→ Requirements:
Change every "Deliver" to "Return" in the records from the start through the line containing "989;179;1009;406", and give those lines again with everything else unchanged. Leave the pictures out of your answer.

Box-labeled dataset extracts
╔══

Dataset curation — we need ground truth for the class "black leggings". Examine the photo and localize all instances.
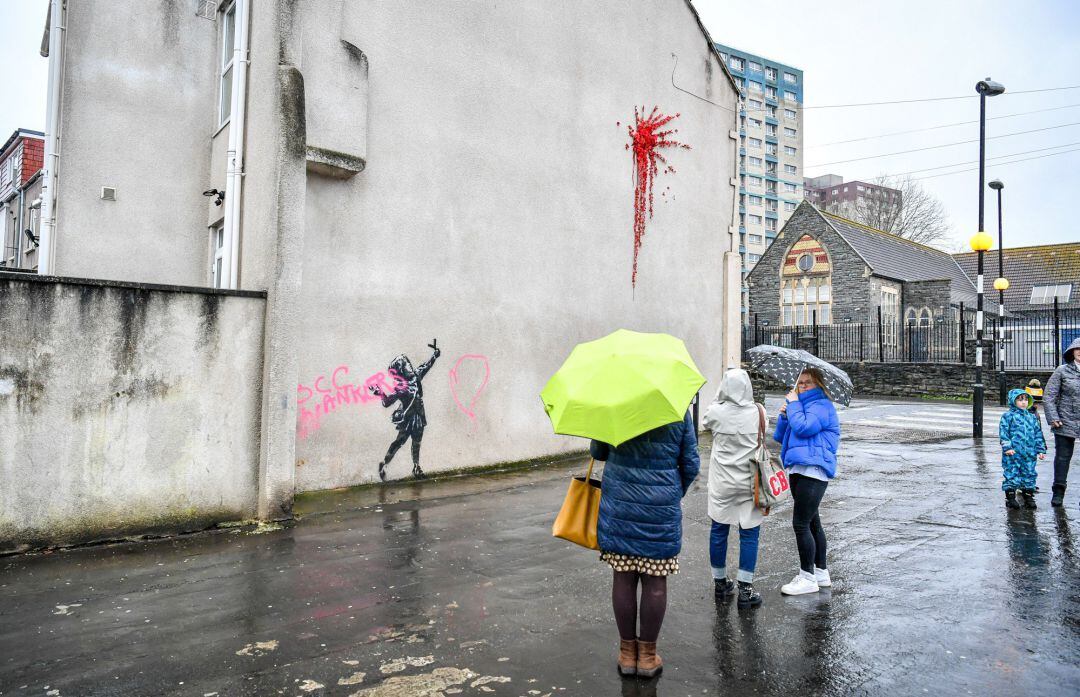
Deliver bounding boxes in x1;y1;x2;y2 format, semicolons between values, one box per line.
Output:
611;572;667;642
788;474;828;574
382;430;423;468
1054;433;1077;491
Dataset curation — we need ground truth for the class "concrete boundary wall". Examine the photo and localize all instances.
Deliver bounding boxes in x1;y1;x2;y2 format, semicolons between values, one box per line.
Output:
753;363;1052;397
0;273;266;552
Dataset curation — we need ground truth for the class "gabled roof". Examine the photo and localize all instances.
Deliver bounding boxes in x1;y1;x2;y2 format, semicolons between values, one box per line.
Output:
954;242;1080;312
804;201;975;303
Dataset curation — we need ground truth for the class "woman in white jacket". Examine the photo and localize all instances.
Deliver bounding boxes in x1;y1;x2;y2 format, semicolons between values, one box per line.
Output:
703;368;768;607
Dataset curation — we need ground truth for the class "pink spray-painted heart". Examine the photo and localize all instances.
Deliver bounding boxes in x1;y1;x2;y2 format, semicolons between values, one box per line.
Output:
450;353;491;423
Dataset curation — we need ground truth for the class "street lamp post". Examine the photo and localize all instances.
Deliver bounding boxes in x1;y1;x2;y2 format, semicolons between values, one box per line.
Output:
976;78;1005;440
989;179;1009;406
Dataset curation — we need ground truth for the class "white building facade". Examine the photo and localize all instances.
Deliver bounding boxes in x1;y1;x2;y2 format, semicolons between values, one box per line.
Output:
8;0;741;544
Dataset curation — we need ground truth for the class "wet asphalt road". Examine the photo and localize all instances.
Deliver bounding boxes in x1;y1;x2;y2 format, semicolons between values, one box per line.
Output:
0;403;1080;697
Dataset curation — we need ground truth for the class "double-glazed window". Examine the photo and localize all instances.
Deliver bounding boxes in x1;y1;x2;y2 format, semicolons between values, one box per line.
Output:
217;2;237;125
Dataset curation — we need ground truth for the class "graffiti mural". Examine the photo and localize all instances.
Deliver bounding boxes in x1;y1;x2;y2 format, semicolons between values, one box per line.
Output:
296;365;405;440
450;353;491;425
369;339;442;481
626;106;690;287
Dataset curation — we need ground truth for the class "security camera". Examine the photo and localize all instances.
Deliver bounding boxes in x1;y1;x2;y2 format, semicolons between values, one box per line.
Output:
975;78;1005;97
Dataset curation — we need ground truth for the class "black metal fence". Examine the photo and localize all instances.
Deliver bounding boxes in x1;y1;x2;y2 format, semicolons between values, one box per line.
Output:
743;308;1080;370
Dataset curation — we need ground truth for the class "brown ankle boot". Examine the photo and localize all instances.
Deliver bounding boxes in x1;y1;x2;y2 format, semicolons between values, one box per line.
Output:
619;639;637;675
637;641;664;678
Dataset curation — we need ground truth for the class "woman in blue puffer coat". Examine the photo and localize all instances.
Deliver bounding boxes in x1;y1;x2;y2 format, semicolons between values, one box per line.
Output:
773;367;840;595
590;414;701;678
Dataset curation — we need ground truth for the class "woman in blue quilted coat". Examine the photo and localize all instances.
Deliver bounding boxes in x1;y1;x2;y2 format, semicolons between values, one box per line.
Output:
773;367;840;595
590;414;701;678
998;390;1047;508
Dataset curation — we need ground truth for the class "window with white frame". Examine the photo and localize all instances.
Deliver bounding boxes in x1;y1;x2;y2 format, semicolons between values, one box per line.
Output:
1029;283;1072;305
217;2;237;125
780;274;833;326
210;220;226;289
881;287;900;346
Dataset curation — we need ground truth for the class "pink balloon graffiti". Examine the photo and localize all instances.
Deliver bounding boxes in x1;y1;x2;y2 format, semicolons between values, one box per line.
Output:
450;353;491;424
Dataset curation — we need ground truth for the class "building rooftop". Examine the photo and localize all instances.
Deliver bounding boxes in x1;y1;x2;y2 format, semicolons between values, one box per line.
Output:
816;202;976;303
953;242;1080;312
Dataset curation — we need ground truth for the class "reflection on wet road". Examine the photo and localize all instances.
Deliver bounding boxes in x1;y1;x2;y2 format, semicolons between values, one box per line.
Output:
0;405;1080;697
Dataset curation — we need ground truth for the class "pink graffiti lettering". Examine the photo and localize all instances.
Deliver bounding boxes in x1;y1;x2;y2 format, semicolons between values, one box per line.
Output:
450;353;491;424
296;365;408;440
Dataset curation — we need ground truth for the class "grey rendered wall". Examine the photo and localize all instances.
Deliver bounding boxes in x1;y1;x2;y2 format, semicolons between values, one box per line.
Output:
0;274;265;552
297;0;735;491
55;0;220;285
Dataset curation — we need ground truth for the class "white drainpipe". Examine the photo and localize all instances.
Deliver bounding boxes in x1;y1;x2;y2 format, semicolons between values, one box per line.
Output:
222;0;252;289
38;0;65;276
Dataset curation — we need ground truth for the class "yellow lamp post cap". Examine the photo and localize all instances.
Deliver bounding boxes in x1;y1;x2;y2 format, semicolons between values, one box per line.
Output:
969;231;994;252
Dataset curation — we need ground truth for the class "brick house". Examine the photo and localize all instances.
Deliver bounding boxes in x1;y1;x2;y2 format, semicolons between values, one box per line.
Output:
747;201;991;335
0;129;45;271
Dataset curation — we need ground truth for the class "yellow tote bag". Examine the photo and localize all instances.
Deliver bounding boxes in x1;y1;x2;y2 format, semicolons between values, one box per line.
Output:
551;459;600;549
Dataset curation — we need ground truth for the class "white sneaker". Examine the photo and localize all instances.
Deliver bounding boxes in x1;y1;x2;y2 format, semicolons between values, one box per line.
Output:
780;571;818;595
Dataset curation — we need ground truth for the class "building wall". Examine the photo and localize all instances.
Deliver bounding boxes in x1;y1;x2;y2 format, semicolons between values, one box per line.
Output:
903;281;953;321
747;204;876;325
54;0;220;285
35;0;738;494
0;273;264;552
297;0;737;490
717;44;804;319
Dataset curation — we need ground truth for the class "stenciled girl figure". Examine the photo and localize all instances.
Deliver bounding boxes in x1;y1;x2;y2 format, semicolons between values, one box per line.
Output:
370;339;442;482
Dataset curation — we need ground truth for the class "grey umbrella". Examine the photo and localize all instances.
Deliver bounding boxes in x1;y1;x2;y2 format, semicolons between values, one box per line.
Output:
750;344;853;406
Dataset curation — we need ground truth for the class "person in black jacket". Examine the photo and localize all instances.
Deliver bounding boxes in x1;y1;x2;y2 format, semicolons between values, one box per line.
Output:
590;414;701;678
372;340;442;482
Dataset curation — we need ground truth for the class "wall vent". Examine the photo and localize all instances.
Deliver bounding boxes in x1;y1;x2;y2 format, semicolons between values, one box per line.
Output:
195;0;217;22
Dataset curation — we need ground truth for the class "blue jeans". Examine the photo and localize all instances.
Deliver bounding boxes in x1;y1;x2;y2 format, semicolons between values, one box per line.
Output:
708;521;761;584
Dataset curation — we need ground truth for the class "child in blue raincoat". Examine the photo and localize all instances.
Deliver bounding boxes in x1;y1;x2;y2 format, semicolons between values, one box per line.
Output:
998;390;1047;508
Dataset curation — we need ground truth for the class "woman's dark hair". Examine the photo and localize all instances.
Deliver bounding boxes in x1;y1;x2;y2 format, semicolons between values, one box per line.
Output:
802;366;833;399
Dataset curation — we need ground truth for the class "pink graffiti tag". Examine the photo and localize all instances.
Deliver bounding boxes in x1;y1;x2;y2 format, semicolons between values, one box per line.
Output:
450;353;491;424
296;365;407;440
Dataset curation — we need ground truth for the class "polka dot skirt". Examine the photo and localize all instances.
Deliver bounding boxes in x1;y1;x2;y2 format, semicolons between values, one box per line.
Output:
600;551;678;576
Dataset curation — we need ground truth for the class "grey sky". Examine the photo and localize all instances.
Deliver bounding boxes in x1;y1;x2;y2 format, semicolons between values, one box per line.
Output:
0;0;1080;246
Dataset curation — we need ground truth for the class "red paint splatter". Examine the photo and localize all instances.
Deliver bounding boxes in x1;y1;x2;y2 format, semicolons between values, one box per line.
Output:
626;106;690;286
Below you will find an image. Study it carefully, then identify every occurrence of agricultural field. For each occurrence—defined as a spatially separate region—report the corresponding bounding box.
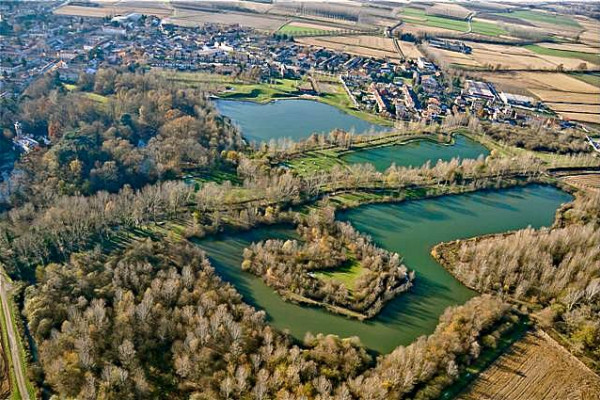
[430,41,600,70]
[398,7,508,36]
[296,35,400,60]
[54,0,173,18]
[571,72,600,87]
[277,21,340,37]
[398,40,423,59]
[579,18,600,48]
[499,10,580,28]
[525,44,600,64]
[458,331,600,400]
[477,71,600,123]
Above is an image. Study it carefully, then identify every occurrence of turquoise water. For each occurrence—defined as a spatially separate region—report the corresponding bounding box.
[199,185,571,353]
[342,135,490,172]
[215,99,389,142]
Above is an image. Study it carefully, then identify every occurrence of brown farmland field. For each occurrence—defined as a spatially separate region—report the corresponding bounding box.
[577,18,600,47]
[398,41,423,59]
[430,42,593,70]
[458,331,600,400]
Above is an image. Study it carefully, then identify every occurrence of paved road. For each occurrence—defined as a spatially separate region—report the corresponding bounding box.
[0,273,30,400]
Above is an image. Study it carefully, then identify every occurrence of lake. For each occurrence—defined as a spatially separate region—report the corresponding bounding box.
[198,185,571,353]
[341,135,490,172]
[215,99,390,142]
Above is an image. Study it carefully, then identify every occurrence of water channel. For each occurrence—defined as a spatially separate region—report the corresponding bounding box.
[199,185,571,353]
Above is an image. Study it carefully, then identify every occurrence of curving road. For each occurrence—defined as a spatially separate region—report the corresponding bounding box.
[0,271,30,400]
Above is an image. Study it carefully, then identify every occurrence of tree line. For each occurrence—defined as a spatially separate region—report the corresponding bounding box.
[436,192,600,369]
[0,152,544,277]
[2,69,244,206]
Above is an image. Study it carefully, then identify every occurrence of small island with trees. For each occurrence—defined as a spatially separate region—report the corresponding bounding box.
[242,207,415,320]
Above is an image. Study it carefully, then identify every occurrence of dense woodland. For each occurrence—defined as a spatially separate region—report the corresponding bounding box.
[2,70,243,209]
[242,207,414,318]
[25,241,517,399]
[438,192,600,370]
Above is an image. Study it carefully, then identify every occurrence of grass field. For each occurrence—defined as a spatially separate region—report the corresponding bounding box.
[458,331,600,400]
[219,79,302,103]
[400,7,507,36]
[498,10,580,28]
[525,44,600,64]
[277,24,331,36]
[315,259,365,290]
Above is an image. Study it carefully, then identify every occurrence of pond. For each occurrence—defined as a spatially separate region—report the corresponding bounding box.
[198,185,571,353]
[215,99,390,142]
[342,135,490,172]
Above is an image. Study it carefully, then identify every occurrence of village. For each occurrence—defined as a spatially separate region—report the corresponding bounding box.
[0,3,592,159]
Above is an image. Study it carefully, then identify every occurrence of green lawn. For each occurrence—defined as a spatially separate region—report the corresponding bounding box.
[219,79,302,103]
[525,44,600,64]
[570,72,600,87]
[287,150,345,176]
[315,258,366,290]
[496,10,581,28]
[400,7,507,36]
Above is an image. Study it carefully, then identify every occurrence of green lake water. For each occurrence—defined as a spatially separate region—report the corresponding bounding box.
[198,185,571,353]
[342,135,490,172]
[215,99,390,142]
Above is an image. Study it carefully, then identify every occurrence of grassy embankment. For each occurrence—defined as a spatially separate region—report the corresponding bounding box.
[400,7,507,36]
[63,83,108,104]
[525,44,600,64]
[0,265,36,400]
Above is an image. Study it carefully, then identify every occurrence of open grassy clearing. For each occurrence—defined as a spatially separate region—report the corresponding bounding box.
[277,24,331,36]
[525,44,600,64]
[458,331,600,400]
[63,83,108,103]
[315,258,366,290]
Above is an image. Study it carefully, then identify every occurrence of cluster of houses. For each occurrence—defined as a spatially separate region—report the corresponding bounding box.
[0,2,588,132]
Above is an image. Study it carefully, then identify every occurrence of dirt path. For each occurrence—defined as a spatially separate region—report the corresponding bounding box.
[0,273,30,400]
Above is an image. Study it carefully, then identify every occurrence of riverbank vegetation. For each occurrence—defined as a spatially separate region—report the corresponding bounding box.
[242,207,414,319]
[25,241,517,399]
[434,192,600,371]
[1,70,243,211]
[0,65,598,400]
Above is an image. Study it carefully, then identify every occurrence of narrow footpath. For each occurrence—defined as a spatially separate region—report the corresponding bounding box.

╚══

→ The solution:
Dataset curation — we need ground truth for the class "black leggings". Examine the photo and localize all instances.
Return bounding boxes in x1;y1;x2;y2 format, semicolons between values, one box per line.
Output:
611;572;667;642
788;474;828;574
382;430;423;468
1054;433;1077;491
Dataset curation — we need ground truth for the class "concrete boundary wall". Examine the photo and localize all instances.
Return bounding boxes in x1;y1;x2;y2 format, semicolons between values, one box per line.
Output:
753;363;1052;397
0;273;266;552
Dataset curation — we need ground truth for the class "gabled roof". Examine the photo and localize all instances.
Return bounding boxes in x1;y1;x2;y2 format, semicolons between values, one box per line.
Output:
954;242;1080;312
804;201;975;303
Dataset curation — we need ground truth for the class "woman in white jacket". Examine the photo and localize all instances.
Return bounding boxes in x1;y1;x2;y2 format, semicolons between values, one box per line.
Output:
703;368;768;607
Dataset curation — we need ground truth for the class "pink spray-painted heart". Examine the photo and localize all instances.
Return bounding boxes in x1;y1;x2;y2 format, semicolons between values, one box per line.
Output:
450;353;491;423
Dataset curation — we need ground truth for the class "street lamp post". Examine the photo and localize all instances.
Return bounding boxes in x1;y1;x2;y2 format, semicolons between values, one box per line.
Output:
976;78;1005;440
989;179;1009;406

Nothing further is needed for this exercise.